-- SOURCE DATA --
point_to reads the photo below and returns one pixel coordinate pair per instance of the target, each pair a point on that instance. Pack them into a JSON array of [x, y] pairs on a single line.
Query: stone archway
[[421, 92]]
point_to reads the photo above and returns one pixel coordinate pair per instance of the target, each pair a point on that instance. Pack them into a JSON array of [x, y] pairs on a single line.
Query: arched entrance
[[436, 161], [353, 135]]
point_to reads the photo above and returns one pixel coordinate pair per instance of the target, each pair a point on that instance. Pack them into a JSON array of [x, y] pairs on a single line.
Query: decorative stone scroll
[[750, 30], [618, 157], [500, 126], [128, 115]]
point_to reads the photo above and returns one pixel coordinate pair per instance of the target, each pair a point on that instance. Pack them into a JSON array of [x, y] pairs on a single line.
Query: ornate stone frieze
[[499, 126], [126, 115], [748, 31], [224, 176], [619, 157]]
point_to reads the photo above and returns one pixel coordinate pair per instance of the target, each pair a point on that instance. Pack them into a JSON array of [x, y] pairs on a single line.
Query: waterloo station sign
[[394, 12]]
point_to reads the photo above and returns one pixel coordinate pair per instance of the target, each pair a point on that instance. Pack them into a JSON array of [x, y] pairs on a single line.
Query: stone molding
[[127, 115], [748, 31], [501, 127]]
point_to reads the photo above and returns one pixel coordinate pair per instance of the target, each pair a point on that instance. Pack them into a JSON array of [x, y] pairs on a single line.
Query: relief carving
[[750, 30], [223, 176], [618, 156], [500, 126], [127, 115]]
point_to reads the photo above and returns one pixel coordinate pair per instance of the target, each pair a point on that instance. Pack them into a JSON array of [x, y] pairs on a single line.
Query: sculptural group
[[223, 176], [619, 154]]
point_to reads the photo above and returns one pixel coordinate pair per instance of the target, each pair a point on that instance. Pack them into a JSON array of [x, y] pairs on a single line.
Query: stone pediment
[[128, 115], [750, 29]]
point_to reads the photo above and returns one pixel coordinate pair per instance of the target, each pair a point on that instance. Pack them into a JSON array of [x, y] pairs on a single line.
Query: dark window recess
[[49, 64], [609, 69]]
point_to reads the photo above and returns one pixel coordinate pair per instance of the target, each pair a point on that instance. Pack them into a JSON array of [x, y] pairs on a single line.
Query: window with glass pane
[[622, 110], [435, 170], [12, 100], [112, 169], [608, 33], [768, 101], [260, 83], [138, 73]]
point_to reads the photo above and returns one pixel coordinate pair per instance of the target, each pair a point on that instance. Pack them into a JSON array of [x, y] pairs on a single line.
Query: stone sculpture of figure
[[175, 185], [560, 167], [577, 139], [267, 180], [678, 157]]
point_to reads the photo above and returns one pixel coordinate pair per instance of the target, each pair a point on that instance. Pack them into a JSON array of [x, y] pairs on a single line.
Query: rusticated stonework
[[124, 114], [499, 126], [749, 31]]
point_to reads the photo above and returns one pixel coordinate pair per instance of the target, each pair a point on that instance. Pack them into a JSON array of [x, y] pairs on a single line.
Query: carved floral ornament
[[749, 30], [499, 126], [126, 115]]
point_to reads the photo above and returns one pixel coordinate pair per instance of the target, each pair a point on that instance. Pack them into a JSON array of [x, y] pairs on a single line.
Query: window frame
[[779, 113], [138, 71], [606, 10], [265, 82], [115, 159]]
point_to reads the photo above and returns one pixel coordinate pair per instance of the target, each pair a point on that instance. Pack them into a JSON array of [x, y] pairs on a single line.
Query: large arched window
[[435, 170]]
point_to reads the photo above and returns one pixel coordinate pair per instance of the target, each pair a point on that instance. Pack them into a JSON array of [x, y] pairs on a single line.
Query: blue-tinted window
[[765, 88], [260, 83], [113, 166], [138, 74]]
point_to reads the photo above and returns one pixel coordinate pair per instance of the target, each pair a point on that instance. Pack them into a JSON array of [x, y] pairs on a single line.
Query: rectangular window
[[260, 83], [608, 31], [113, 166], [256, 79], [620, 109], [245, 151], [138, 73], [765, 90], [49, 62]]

-- WORK INSTRUCTIONS --
Rewrite the listing from its first line through the line that contains "[[499, 126], [126, 115], [748, 31], [224, 176], [619, 157]]", inclusive, swapping every "stone" for "granite" and leaving everything else unchanged.

-- THE COMPLETED TASK --
point_to reads the photo below and returns one pixel coordinate pair per instance of the target, each pair a point on that instance. Pack them into a JSON array of [x, y] pairs on a single line.
Query: granite archway
[[421, 92]]
point_to reads the photo above and returns one pixel coordinate pair per instance of the target, each pair a point on that instance. Pack them into a JSON array of [x, y] pairs on a single line.
Query: arched entrance
[[436, 161], [353, 135]]
point_to reads the photo above and returns one pixel coordinate pair per instance of the target, each pair a point on that instance. Pack them into a JSON array of [x, y] pairs on a single line.
Query: decorative granite scroll
[[750, 30], [618, 157], [500, 126], [128, 115]]
point_to reads the photo above and returns one pixel coordinate pair per instance of the target, each pair a point on that instance. Pack them into a JSON array of [x, y] pairs on a single line.
Query: ornate granite frieze
[[499, 126], [126, 115], [748, 31], [224, 176], [619, 157]]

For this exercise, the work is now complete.